**本文**.

①香西氏は「綾氏系図」(『続群書類従』第七輯上・武家部)には、鳥羽院政期に讃岐国に知行国主であった中納言藤原家成の子章隆に始まる讃岐藤原氏の子孫と記されます。その氏祖は承久の乱頃の鎌倉御家人香西資村と記します。香西の地名は、平安時代後期の郡郷改編で香川郡が東西に分割されて成立した香西郡のことです。『兵庫北関入船納帳』の文安2年(1445)5月15日条に「香西」と見えるのが初見のようです。同文書の同年9月13日条には「幸西」との表記もあるので、「こ-ざい」と古くから呼ばれていたことが分かります。また、香西の名字は、『実隆公記』紙背文書(続群書類従完成会)の明応6年(1497)10月5日の女房奉書に「かうさいのまた六」(香西又六元長)と見え、地名の香西に因んでいたことが分かります。 香西氏は資村のあと中世を通じて勢力を伸ばし、南北朝期には足利尊氏方に付き、その後讃岐守護となった細川氏との結び付きを強めていきます。
香西氏に関する史料を年代順に並べて見ておきます。
建武2年(1335)11月 細川定禅(顕氏弟)に率いられて、香西郡坂田郷鷺田庄で挙兵 (『太平記』の諸国ノ朝敵蜂起ノ事)
建武4年(1337)足利尊氏方の讃岐守護細川顕氏に従った(西野嘉右衛門氏所蔵文書)

香西氏の成長2


室町期の香西氏は、管領細川京兆家の内衆として在京し、その分国丹波国の守護代や摂津国住吉郡守護代を務めています。(『康冨記』応永19(1412)年6月8日条)。また、讃岐では細川氏所領香西郡坂田郷代官や守護料所三野郡仁尾浦代官、醍醐寺領綾南条郡陶保代官を務めた。

**資料**.

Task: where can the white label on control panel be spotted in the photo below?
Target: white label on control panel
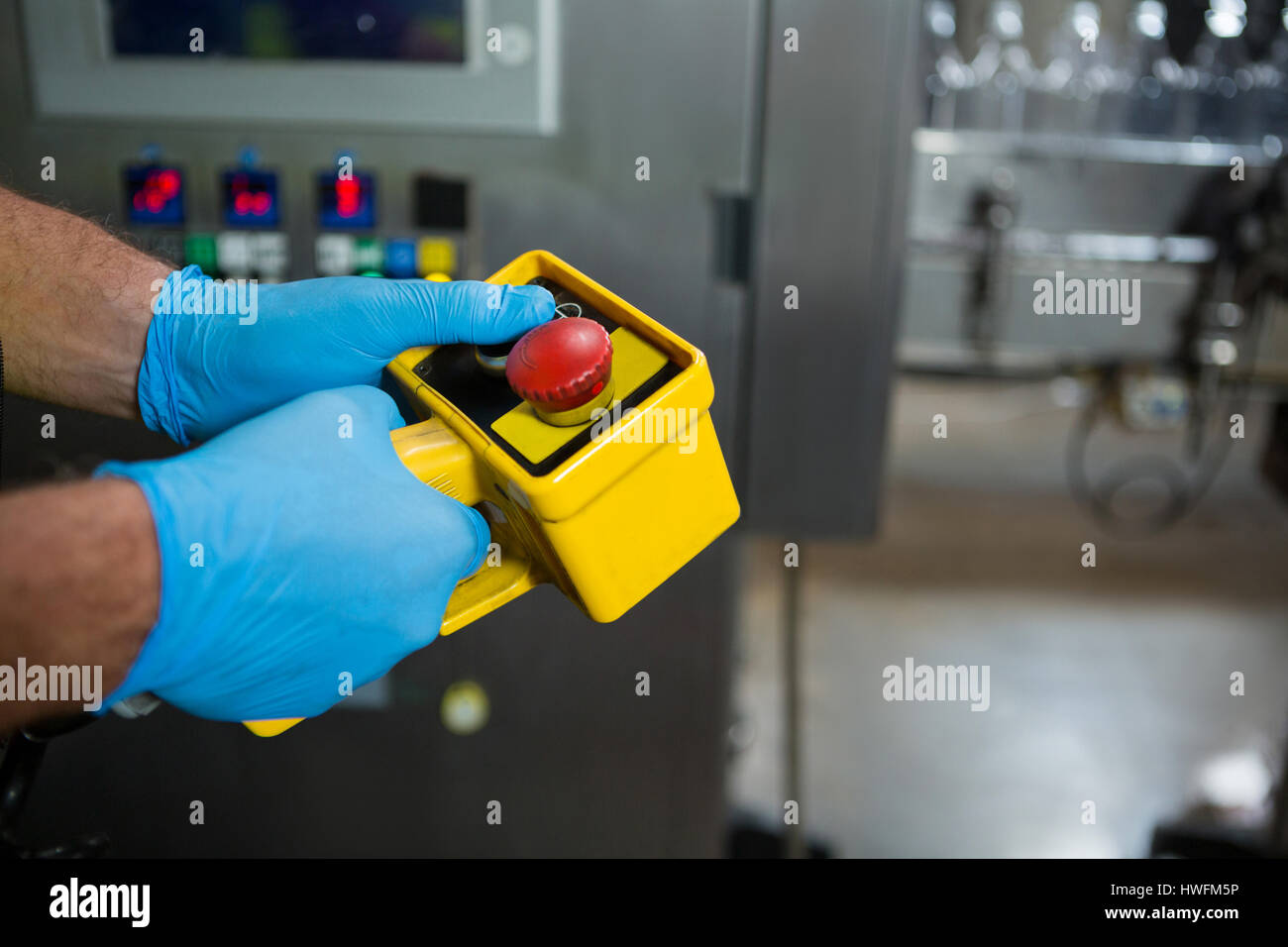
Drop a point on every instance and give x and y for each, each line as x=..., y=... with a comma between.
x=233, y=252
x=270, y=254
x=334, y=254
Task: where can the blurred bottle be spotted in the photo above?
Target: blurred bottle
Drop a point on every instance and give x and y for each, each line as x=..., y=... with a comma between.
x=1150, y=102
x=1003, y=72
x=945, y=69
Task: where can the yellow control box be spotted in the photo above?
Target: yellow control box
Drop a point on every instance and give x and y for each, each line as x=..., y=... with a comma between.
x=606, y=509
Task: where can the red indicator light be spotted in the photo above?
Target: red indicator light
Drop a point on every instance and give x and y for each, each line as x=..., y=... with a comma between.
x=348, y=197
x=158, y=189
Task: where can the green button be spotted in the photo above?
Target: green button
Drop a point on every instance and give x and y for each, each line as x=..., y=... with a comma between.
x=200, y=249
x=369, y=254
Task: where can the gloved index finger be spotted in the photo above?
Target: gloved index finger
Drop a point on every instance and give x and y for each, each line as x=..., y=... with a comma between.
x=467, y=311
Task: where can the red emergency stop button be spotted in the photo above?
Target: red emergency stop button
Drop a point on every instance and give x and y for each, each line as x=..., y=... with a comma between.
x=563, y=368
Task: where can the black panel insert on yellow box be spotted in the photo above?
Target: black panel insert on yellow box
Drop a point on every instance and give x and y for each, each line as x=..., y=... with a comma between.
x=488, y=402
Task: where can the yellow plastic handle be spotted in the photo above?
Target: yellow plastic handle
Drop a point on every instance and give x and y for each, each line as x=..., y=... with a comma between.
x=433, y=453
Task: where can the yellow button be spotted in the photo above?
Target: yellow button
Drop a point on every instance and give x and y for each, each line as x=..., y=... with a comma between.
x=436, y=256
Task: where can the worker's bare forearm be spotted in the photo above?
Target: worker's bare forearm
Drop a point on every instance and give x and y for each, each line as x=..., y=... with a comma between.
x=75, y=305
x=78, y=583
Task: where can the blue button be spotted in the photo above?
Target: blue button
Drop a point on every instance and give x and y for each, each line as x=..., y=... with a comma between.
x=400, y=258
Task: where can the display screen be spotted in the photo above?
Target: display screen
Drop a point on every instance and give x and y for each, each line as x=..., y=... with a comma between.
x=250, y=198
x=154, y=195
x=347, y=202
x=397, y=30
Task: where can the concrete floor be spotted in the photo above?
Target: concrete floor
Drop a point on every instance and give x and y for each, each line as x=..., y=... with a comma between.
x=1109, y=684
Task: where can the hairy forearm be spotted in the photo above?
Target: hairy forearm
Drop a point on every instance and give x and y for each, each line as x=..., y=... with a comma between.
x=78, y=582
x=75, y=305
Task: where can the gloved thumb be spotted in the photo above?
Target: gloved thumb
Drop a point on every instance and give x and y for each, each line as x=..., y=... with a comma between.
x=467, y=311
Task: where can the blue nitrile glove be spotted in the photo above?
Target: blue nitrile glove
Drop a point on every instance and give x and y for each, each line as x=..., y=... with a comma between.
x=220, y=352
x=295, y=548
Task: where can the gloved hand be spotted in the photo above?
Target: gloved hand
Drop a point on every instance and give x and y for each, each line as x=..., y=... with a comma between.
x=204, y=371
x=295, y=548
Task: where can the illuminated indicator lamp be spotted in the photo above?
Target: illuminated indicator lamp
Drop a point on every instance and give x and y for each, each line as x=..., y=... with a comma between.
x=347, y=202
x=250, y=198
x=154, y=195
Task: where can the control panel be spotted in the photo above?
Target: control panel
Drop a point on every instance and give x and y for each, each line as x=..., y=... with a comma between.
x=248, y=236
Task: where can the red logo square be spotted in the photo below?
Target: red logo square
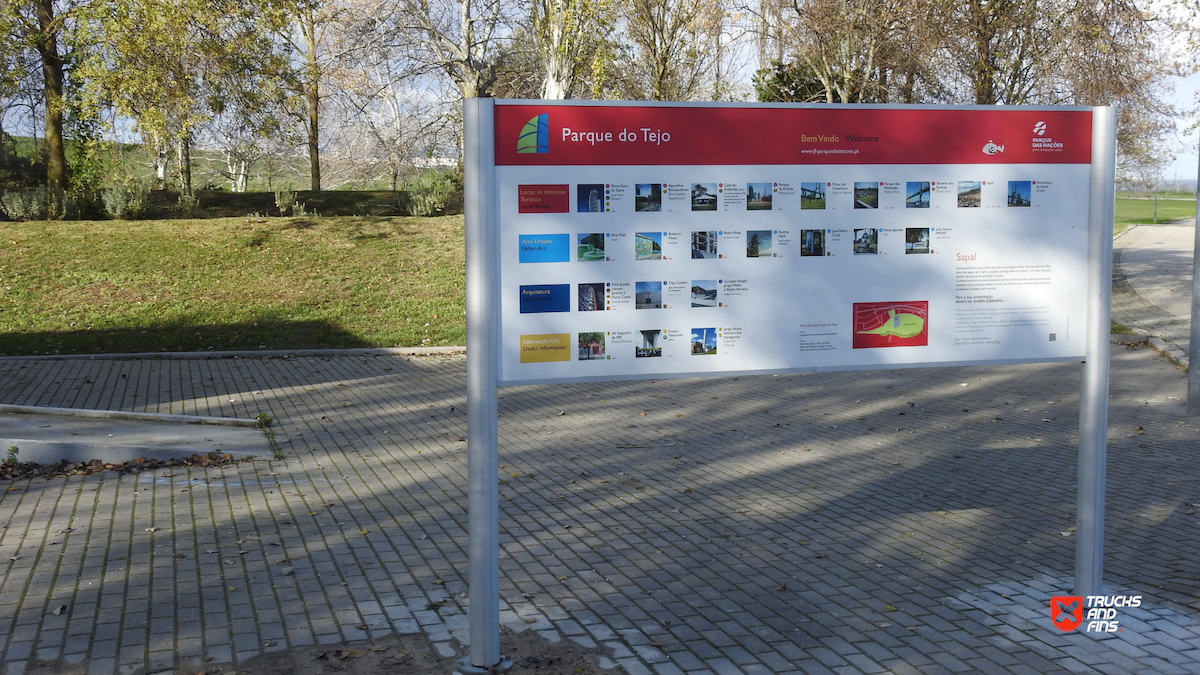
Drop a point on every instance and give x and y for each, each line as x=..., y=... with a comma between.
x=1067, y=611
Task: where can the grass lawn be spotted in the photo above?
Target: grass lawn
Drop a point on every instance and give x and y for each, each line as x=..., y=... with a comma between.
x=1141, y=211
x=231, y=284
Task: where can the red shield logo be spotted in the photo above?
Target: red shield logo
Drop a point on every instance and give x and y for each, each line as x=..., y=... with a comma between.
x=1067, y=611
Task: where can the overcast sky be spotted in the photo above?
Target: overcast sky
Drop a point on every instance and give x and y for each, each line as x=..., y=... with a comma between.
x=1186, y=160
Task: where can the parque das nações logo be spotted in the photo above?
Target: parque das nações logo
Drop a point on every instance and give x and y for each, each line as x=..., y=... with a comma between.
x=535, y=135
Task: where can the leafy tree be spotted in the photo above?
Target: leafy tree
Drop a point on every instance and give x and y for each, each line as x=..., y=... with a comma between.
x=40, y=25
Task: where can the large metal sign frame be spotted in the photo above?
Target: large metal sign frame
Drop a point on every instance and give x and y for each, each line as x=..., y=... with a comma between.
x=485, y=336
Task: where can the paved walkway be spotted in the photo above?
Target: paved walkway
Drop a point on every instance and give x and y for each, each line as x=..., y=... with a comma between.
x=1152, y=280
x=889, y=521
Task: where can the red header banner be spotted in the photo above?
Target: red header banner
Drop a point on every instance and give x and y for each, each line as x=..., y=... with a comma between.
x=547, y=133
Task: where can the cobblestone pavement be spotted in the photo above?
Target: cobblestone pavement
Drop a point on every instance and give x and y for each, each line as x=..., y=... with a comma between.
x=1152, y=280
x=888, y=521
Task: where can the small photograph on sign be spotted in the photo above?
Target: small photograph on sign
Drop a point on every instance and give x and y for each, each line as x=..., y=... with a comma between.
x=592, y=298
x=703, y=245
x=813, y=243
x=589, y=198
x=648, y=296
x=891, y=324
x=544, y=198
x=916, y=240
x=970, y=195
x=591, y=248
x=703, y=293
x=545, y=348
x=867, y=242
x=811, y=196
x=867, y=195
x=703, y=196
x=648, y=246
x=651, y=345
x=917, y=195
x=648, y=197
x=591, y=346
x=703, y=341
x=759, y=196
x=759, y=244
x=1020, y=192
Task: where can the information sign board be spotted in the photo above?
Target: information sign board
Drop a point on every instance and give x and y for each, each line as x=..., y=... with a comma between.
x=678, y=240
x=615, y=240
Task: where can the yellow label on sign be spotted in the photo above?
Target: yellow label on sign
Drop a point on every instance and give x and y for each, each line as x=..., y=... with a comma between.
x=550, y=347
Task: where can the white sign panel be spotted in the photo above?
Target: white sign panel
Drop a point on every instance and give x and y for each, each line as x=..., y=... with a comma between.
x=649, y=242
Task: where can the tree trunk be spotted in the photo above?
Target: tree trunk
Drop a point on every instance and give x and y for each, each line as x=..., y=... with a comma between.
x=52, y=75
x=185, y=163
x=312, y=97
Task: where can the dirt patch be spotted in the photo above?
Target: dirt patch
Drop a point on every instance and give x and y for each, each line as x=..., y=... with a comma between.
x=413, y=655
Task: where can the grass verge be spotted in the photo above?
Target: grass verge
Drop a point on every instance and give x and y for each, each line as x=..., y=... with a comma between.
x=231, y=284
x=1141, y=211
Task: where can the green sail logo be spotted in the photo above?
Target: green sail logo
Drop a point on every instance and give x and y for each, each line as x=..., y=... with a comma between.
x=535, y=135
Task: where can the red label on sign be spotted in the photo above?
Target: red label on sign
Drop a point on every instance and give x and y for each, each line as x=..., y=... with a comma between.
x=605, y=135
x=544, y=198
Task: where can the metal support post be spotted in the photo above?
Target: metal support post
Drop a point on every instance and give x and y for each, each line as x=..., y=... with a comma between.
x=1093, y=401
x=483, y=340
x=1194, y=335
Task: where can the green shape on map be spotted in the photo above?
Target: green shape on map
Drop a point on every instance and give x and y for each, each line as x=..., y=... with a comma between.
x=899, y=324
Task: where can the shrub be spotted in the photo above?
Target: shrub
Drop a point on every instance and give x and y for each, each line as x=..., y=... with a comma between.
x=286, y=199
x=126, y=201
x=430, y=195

**練習問題**.
(A) 本文の「香西氏に関する史料を年代順に並べて見ておきます。」から「領綾南条郡陶保代官を務めた。」までを、両端の語句も含めてそのまま書き写しなさい。
(B) 本文によれば、「香西」という表記が見える初見とされる史料と、その条は何ですか。
(C) 本文に挙げられている、香西氏が讃岐で務めた代官職をすべて書き出しなさい。
資料は本文とは別に示されたものです。

**解答**.
(A)
香西氏に関する史料を年代順に並べて見ておきます。
建武2年(1335)11月 細川定禅(顕氏弟)に率いられて、香西郡坂田郷鷺田庄で挙兵 (『太平記』の諸国ノ朝敵蜂起ノ事)
建武4年(1337)足利尊氏方の讃岐守護細川顕氏に従った(西野嘉右衛門氏所蔵文書)

香西氏の成長2


室町期の香西氏は、管領細川京兆家の内衆として在京し、その分国丹波国の守護代や摂津国住吉郡守護代を務めています。(『康冨記』応永19(1412)年6月8日条)。また、讃岐では細川氏所領香西郡坂田郷代官や守護料所三野郡仁尾浦代官、醍醐寺領綾南条郡陶保代官を務めた。

(B) 『兵庫北関入船納帳』の文安2年(1445)5月15日条です。

(C)
細川氏所領香西郡坂田郷代官
守護料所三野郡仁尾浦代官
醍醐寺領綾南条郡陶保代官